— Excerpt to read —
Hydrogen is high on the agenda of the new European Commission. Frans Timmermans (EC Executive Vice-President for the European Green Deal) spoke at a stakeholder forum of the Fuel Cell and Hydrogen Joint Undertaking on 21st November.
He stated that Europe should extend its lead in clean hydrogen through quick successes. Hydrogen in existing gas infrastructure can go hand-in-hand with increasing the share of electricity in Europe’s energy system, allowing storage of renewable electricity surpluses.
The hydrogen appeal is global. Countries such as Australia, Germany, France, Korea and Japan have issued a roadmap or are in the process of issuing one. The growing and significant number of hydrogen conferences is an indicator for the widespread interest. Stocks of OEMs with a hydrogen link ride high. There are various reasons for this positive attention:
- The widespread recognition that energy transformation towards zero carbon emissions is needed, much faster than anticipated at the time of the adoption of the Paris agreement.
- Electrification of half of all final energy use leaves us with the problem of the other half. Hydrogen can play a key role there. This includes freight transportation but also energy intensive industries and building heating.
- Whereas hydrogen can be used directly, there is also increasing attention for hydrogen derivatives such as ammonia and synthetic hydrocarbons, so-called e-fuels or powerfuels. Such solutions circumvent hydrogen logistic issues.
- Hydrogen can develop into an internationally traded commodity. This offers an opportunity for today’s fossil fuel exporting countries. The first green hydrogen was delivered from Australia (a major fossil fuel consumer, producer and exporter) to Japan in 2019. Far offshore wind or pipeline imports from the Middle East and North Africa (MENA) region are a possibility for Europe. For example, the latest Italian Roadmap considers this option.
- It can be transported in pipelines, possibly by retrofitting existing natural gas pipeline systems. Pipeline transportation is comparatively cheap. It may be easier to build a pipeline than an electricity transmission line, a consideration for hydrogen plans in connection with North Sea offshore wind.
- Hydrogen production units can help to increase the flexibility of power systems and may create a new opportunity to utilise the seasonal availability of excess renewable power, as hydrogen can be stored seasonally, similar to natural gas.
Hydrogen production is already “at scale”, though not yet clean
Although hydrogen is not a primary energy source it can be produced from fossil fuels without CCS (grey hydrogen), with CCS (blue hydrogen) or from renewable power through electrolysis (green hydrogen). Both fossil fuel and renewables industries see hydrogen as an opportunity. Hydrogen is not inherently low carbon: today 99% of all hydrogen is produced from fossil fuels or from electricity that is generated from fossil fuels, and the CO2 footprint is substantial.
Hydrogen is already an industrial commodity today. More than 100Mt per year of hydrogen is produced and consumed. Dedicated hydrogen pipelines have been in operation for decades.

— Working data —
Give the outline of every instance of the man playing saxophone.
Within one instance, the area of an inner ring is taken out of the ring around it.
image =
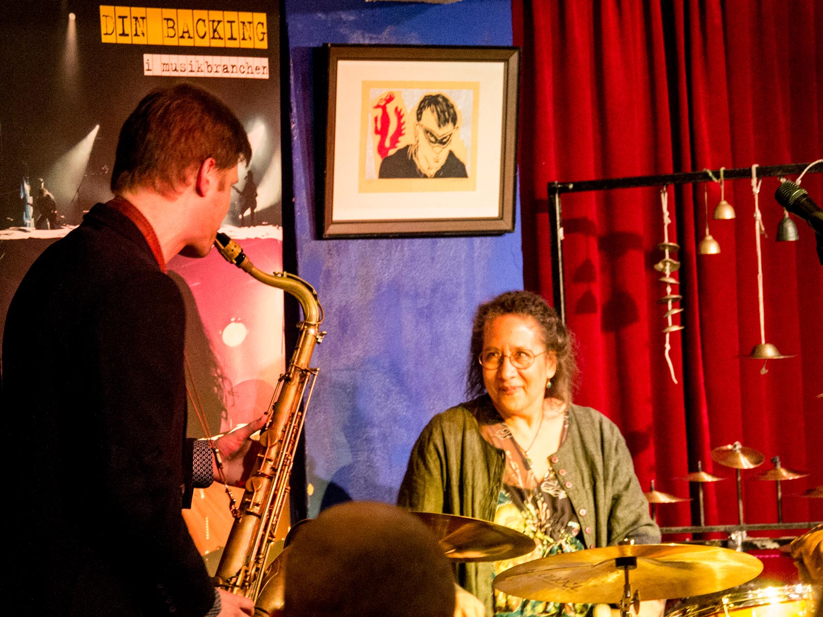
[[[0,402],[6,454],[25,462],[4,577],[20,614],[251,615],[252,601],[216,591],[180,513],[202,448],[185,438],[184,304],[165,273],[179,253],[208,253],[251,154],[211,94],[152,92],[122,128],[114,198],[51,245],[15,295]],[[263,423],[217,440],[229,482],[242,483]]]

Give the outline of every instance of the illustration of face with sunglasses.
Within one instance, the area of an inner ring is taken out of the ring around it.
[[[421,172],[431,178],[446,162],[451,151],[452,137],[459,127],[451,119],[439,125],[432,108],[424,109],[419,115],[420,118],[415,125],[416,146],[414,158]]]

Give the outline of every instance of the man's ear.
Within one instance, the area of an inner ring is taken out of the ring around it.
[[[197,177],[194,179],[194,190],[202,197],[208,194],[211,184],[216,181],[214,171],[217,169],[217,162],[211,156],[200,164]]]

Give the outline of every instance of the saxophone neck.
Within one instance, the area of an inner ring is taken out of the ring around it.
[[[226,234],[217,234],[214,241],[215,248],[229,263],[232,263],[244,272],[248,272],[261,283],[277,287],[295,296],[303,308],[304,322],[319,326],[323,322],[323,305],[318,299],[317,291],[306,281],[289,272],[268,274],[257,268],[246,257],[243,248]],[[322,338],[322,336],[321,336]],[[318,341],[319,342],[319,341]]]

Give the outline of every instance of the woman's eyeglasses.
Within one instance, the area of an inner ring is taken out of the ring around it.
[[[484,351],[477,360],[481,366],[489,370],[495,370],[503,365],[503,359],[508,358],[515,369],[528,369],[534,364],[534,359],[542,355],[546,351],[532,354],[528,349],[518,349],[512,354],[501,354],[500,351]]]

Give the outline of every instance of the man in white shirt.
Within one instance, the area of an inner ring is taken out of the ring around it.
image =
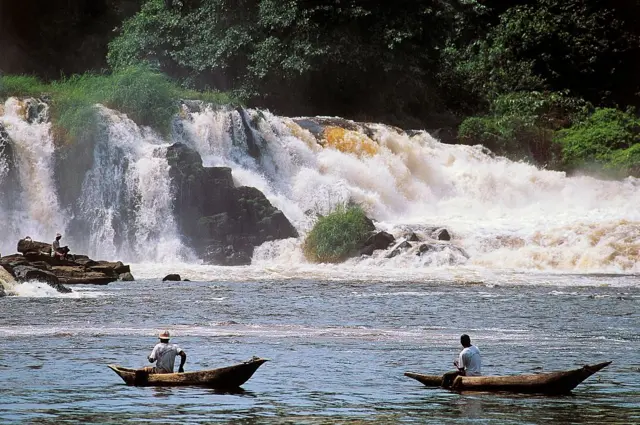
[[[173,367],[175,364],[176,356],[180,356],[180,367],[178,373],[184,372],[184,364],[187,361],[187,353],[176,344],[169,344],[169,331],[162,331],[160,335],[160,342],[153,347],[151,354],[149,355],[149,363],[156,362],[156,367],[150,368],[152,373],[173,373]]]
[[[458,370],[447,372],[442,376],[442,386],[445,388],[449,388],[457,376],[482,375],[482,358],[478,347],[471,345],[471,338],[467,334],[460,337],[460,344],[463,349],[458,358],[453,361]]]
[[[471,345],[471,338],[466,334],[460,337],[460,344],[464,349],[460,352],[458,360],[455,360],[453,364],[459,371],[464,372],[464,376],[482,375],[482,358],[478,347]]]

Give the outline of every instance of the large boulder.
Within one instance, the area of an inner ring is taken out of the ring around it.
[[[16,251],[27,254],[48,254],[51,256],[51,244],[46,242],[33,241],[30,238],[20,239]]]
[[[46,253],[50,246],[44,242],[22,239],[18,242],[18,250],[24,254],[2,257],[0,266],[19,281],[106,285],[117,280],[134,280],[130,267],[121,261],[94,261],[86,255],[70,255],[66,259],[52,257]],[[27,276],[27,271],[28,277],[23,277]]]
[[[251,263],[267,241],[297,237],[282,211],[253,187],[235,187],[231,169],[204,167],[200,155],[177,143],[167,150],[178,227],[210,264]]]
[[[377,232],[369,237],[360,250],[360,255],[371,255],[373,251],[387,249],[395,243],[396,239],[391,233]]]

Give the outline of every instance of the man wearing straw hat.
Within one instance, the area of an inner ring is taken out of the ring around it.
[[[176,356],[180,356],[180,367],[178,373],[184,372],[184,363],[187,361],[187,353],[176,344],[169,344],[169,331],[162,331],[158,338],[160,342],[153,347],[149,355],[149,363],[156,362],[156,367],[148,368],[152,373],[173,373],[173,366]]]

— What you will do —
a) Using the passage on hydrogen, answer each question briefly.
(i) What position does the passage give for Frans Timmermans?
(ii) In what year was the first green hydrogen delivered from Australia to Japan?
(iii) What percentage of all hydrogen is produced today from fossil fuels or from electricity generated from fossil fuels?
b) Filter the records down to the lines that contain the word "outline", and copy each of those lines.

— Answers for this exercise —
a)
(i) EC Executive Vice-President for the European Green Deal
(ii) 2019
(iii) 99%

b)
Give the outline of every instance of the man playing saxophone.
Give the outline of every instance of the illustration of face with sunglasses.
Give the outline of every instance of the man's ear.
Give the outline of every instance of the saxophone neck.
Give the outline of every instance of the woman's eyeglasses.
Give the outline of every instance of the man in white shirt.
Give the outline of every instance of the large boulder.
Give the outline of every instance of the man wearing straw hat.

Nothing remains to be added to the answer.